— BEGIN —
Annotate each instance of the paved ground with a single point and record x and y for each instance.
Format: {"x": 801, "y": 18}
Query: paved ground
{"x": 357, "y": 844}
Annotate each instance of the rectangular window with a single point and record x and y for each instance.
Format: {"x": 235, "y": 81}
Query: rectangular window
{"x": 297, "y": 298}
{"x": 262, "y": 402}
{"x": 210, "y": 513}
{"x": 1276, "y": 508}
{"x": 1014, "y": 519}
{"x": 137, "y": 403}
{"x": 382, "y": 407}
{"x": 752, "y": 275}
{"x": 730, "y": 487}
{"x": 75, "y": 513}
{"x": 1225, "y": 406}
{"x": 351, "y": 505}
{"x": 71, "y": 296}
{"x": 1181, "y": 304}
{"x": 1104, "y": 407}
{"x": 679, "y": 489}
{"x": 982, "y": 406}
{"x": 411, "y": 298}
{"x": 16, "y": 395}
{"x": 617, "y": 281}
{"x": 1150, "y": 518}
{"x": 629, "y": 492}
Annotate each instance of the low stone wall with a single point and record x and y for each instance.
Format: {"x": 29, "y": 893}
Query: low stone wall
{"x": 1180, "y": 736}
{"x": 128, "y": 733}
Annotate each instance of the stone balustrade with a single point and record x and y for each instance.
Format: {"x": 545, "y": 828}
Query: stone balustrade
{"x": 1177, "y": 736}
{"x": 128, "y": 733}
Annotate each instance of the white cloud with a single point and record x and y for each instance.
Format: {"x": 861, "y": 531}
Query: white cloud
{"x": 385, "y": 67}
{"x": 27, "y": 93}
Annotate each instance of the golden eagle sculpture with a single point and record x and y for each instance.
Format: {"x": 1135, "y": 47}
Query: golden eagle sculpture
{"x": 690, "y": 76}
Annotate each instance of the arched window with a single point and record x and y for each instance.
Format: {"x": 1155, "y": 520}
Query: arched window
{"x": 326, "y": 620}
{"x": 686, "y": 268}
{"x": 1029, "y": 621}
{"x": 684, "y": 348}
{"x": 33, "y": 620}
— END —
What you should do:
Print nothing but the lines from the line with "Annotate each instance of the stone" to the last line of the records above. Both of those lines count.

Exercise output:
Annotate each instance of the stone balustrade with a single point and record x and y for each instance.
Format: {"x": 545, "y": 828}
Query: stone balustrade
{"x": 1177, "y": 736}
{"x": 128, "y": 733}
Annotate each instance of the white cloud with a single point and record x and y for each instance.
Format: {"x": 861, "y": 531}
Query: white cloud
{"x": 385, "y": 67}
{"x": 27, "y": 93}
Annotate each instance of the golden eagle sculpture with a single point and record x and y for each instance.
Format: {"x": 1135, "y": 47}
Query: golden eagle sculpture
{"x": 690, "y": 76}
Annotate each instance of the arched window with a single point and record x and y for each instance.
Format: {"x": 1155, "y": 520}
Query: arched window
{"x": 326, "y": 620}
{"x": 686, "y": 268}
{"x": 1029, "y": 621}
{"x": 684, "y": 348}
{"x": 33, "y": 620}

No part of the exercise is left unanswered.